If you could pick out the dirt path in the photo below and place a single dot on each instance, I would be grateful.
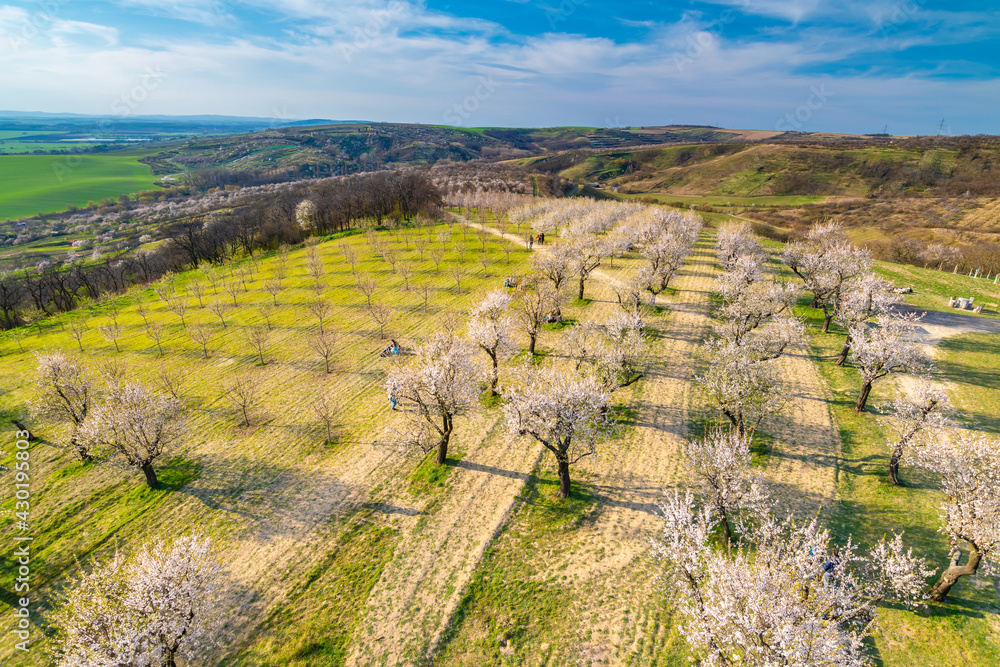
(935, 325)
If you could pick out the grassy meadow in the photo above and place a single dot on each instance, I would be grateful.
(348, 551)
(35, 184)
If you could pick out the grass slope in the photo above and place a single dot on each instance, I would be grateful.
(46, 183)
(256, 491)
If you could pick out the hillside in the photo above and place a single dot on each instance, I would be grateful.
(346, 550)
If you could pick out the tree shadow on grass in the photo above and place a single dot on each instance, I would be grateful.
(276, 501)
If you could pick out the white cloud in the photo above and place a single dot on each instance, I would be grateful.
(417, 64)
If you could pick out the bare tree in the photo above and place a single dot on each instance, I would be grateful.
(18, 333)
(425, 292)
(320, 309)
(140, 307)
(563, 411)
(491, 328)
(367, 286)
(325, 411)
(458, 272)
(213, 277)
(969, 469)
(232, 288)
(350, 256)
(533, 303)
(78, 329)
(199, 291)
(554, 266)
(484, 261)
(243, 392)
(585, 254)
(280, 268)
(219, 307)
(323, 343)
(154, 608)
(64, 392)
(391, 256)
(879, 351)
(171, 381)
(864, 297)
(382, 315)
(133, 427)
(202, 335)
(266, 311)
(745, 388)
(111, 331)
(258, 338)
(179, 307)
(722, 461)
(155, 333)
(617, 352)
(405, 271)
(441, 383)
(165, 288)
(917, 417)
(316, 268)
(826, 263)
(274, 288)
(420, 243)
(666, 255)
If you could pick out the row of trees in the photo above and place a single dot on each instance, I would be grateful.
(564, 409)
(836, 591)
(783, 594)
(258, 225)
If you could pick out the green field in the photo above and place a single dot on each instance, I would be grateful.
(35, 184)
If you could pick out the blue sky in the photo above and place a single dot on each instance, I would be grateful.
(809, 65)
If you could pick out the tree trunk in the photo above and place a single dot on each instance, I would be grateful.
(844, 352)
(952, 574)
(495, 374)
(563, 478)
(446, 428)
(897, 453)
(827, 316)
(151, 481)
(727, 532)
(863, 398)
(21, 427)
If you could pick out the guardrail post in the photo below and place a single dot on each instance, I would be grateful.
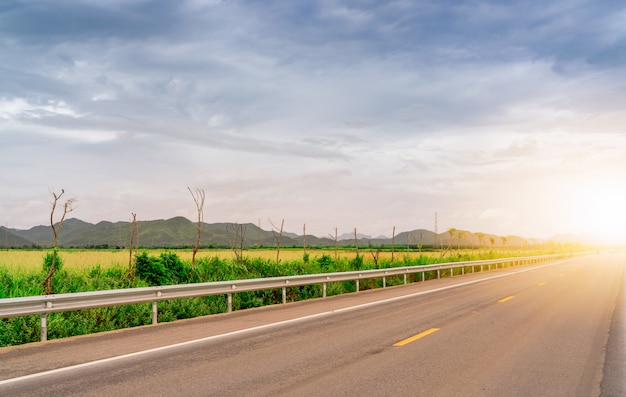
(44, 327)
(154, 312)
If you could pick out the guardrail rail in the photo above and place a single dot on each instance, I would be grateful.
(45, 304)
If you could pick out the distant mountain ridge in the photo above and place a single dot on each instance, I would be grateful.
(181, 232)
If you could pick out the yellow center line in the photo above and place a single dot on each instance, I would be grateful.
(416, 337)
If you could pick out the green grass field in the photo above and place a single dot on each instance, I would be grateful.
(22, 274)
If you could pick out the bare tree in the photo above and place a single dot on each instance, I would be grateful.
(134, 245)
(480, 236)
(375, 253)
(56, 229)
(278, 237)
(460, 235)
(198, 198)
(335, 238)
(304, 240)
(393, 243)
(236, 240)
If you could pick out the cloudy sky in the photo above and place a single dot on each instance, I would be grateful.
(504, 117)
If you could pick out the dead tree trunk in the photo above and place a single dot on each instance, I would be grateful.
(278, 237)
(198, 198)
(335, 238)
(304, 240)
(56, 229)
(393, 243)
(134, 245)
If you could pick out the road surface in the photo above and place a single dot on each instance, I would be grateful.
(554, 329)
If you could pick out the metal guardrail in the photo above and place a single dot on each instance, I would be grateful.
(44, 304)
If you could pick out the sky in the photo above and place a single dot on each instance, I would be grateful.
(503, 117)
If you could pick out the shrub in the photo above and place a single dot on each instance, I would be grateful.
(151, 269)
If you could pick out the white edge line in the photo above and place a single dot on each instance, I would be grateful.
(247, 330)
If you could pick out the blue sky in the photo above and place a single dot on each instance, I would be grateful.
(505, 117)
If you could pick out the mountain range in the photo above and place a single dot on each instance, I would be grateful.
(180, 232)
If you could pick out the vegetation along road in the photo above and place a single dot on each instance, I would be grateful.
(554, 329)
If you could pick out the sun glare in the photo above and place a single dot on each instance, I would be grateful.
(599, 211)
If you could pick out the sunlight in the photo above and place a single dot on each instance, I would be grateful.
(599, 209)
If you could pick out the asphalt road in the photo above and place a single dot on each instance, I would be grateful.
(551, 330)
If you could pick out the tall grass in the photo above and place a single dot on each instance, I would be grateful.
(22, 274)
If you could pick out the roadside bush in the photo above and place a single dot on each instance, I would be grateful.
(151, 269)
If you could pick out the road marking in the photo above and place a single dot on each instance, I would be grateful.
(147, 352)
(416, 337)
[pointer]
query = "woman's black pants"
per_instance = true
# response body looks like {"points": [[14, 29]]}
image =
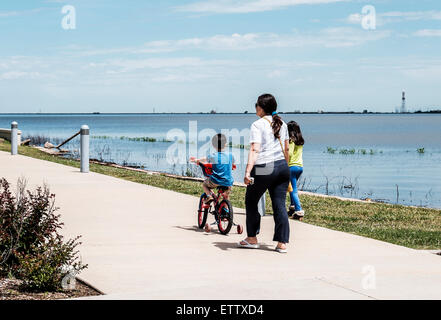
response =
{"points": [[274, 177]]}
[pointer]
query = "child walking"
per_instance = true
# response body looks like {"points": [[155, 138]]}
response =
{"points": [[295, 164], [222, 165]]}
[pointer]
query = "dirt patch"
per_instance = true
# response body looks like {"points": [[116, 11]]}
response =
{"points": [[11, 289]]}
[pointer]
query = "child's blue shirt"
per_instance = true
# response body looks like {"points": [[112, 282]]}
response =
{"points": [[222, 168]]}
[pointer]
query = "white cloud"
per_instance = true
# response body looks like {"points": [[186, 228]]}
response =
{"points": [[12, 75], [246, 6], [428, 33], [328, 38], [6, 14], [397, 16]]}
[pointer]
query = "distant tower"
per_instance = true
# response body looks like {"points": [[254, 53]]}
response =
{"points": [[403, 103]]}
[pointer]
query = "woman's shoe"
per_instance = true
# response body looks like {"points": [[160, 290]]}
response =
{"points": [[247, 245], [281, 250]]}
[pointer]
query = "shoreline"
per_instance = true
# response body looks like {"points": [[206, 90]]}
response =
{"points": [[412, 227], [236, 184]]}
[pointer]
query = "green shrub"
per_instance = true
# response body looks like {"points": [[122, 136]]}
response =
{"points": [[31, 247]]}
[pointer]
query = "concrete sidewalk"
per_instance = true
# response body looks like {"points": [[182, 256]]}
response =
{"points": [[141, 243]]}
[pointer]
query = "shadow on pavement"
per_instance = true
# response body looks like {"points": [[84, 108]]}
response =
{"points": [[233, 245]]}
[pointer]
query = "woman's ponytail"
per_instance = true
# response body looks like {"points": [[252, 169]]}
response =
{"points": [[277, 125], [269, 104]]}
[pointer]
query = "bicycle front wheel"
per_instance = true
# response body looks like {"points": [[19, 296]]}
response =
{"points": [[225, 217], [202, 212]]}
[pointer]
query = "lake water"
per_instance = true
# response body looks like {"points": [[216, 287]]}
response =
{"points": [[362, 156]]}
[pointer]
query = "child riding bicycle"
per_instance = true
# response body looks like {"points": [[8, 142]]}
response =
{"points": [[221, 164]]}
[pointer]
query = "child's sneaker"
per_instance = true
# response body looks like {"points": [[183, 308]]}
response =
{"points": [[208, 200], [300, 213]]}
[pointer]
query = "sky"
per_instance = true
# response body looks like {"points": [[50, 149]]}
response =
{"points": [[202, 55]]}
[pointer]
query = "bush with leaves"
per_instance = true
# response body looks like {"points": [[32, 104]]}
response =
{"points": [[31, 246]]}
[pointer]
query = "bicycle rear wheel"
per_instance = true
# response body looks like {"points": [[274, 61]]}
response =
{"points": [[202, 212], [225, 217]]}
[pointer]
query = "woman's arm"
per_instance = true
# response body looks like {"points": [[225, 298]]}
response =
{"points": [[202, 160], [252, 157], [286, 151]]}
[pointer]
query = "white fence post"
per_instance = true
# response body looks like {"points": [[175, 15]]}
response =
{"points": [[14, 138], [84, 149]]}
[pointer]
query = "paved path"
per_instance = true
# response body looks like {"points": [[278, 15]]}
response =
{"points": [[141, 243]]}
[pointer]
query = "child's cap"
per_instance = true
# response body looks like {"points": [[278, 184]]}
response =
{"points": [[219, 141]]}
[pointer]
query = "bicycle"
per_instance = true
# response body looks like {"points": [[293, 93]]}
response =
{"points": [[220, 208]]}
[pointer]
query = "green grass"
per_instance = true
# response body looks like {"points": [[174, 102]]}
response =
{"points": [[418, 228]]}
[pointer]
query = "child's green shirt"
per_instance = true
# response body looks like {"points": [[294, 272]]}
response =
{"points": [[295, 155]]}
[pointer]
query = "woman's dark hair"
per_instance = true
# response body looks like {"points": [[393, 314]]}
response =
{"points": [[295, 134], [269, 104], [219, 141]]}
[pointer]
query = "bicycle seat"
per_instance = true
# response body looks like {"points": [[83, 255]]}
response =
{"points": [[222, 189]]}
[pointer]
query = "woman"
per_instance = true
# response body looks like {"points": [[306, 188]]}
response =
{"points": [[296, 167], [267, 167]]}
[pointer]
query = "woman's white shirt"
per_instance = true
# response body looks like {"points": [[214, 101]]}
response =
{"points": [[270, 149]]}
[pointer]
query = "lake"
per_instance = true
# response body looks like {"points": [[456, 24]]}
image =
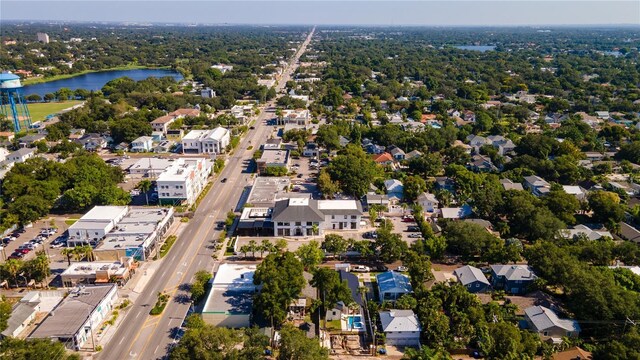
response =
{"points": [[481, 48], [95, 81]]}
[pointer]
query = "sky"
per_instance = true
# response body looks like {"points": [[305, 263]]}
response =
{"points": [[345, 12]]}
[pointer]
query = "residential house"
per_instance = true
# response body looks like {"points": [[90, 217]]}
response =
{"points": [[20, 155], [472, 278], [481, 163], [93, 142], [584, 232], [572, 353], [477, 141], [537, 185], [28, 140], [142, 144], [514, 279], [397, 153], [183, 180], [507, 184], [395, 190], [548, 325], [206, 141], [575, 190], [401, 327], [375, 199], [410, 155], [311, 150], [428, 202], [384, 159], [392, 285], [162, 123]]}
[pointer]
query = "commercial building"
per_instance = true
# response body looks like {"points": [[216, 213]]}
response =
{"points": [[300, 216], [183, 181], [43, 38], [121, 231], [294, 117], [137, 235], [98, 272], [150, 167], [206, 141], [273, 158], [74, 321], [95, 224], [230, 298]]}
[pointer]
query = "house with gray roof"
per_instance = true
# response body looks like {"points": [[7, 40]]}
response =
{"points": [[401, 327], [514, 279], [300, 216], [548, 325], [472, 278], [392, 285]]}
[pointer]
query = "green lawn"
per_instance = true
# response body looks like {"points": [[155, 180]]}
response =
{"points": [[39, 111]]}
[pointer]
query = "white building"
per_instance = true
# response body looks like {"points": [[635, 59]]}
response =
{"points": [[206, 141], [230, 299], [183, 181], [142, 144], [95, 224], [78, 316], [401, 327], [298, 216], [162, 123], [295, 117]]}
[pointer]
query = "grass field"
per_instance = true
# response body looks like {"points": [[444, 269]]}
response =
{"points": [[39, 111]]}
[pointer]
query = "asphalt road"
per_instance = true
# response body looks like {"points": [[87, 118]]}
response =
{"points": [[141, 336]]}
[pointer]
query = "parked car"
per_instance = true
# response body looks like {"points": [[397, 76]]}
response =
{"points": [[360, 268]]}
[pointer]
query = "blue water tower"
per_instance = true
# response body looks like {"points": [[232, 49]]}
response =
{"points": [[12, 103]]}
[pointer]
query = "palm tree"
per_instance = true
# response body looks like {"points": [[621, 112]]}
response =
{"points": [[145, 186], [13, 267], [253, 246], [68, 252], [265, 246]]}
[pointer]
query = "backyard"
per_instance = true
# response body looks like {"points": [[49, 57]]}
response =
{"points": [[39, 111]]}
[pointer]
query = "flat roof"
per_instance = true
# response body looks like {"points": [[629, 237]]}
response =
{"points": [[107, 213], [72, 313], [265, 190]]}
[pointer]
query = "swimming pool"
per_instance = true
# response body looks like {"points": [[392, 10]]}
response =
{"points": [[355, 322]]}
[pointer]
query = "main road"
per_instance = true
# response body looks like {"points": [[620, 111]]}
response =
{"points": [[142, 336]]}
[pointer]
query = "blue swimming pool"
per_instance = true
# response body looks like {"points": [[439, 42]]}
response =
{"points": [[354, 322]]}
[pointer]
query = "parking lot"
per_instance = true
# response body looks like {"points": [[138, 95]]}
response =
{"points": [[58, 261]]}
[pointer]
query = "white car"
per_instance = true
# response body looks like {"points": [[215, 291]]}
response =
{"points": [[360, 268]]}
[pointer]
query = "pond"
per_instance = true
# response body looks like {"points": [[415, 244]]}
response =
{"points": [[95, 81]]}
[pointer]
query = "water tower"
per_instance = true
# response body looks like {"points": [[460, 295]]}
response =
{"points": [[12, 103]]}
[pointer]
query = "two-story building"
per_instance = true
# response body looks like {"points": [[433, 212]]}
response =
{"points": [[514, 279], [183, 181], [206, 141]]}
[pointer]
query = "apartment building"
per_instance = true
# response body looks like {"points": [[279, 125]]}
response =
{"points": [[183, 181]]}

__Task instructions__. Count the lines in the material above that contain the string "dirt", and reply with that number alone.

__Correct response__. 2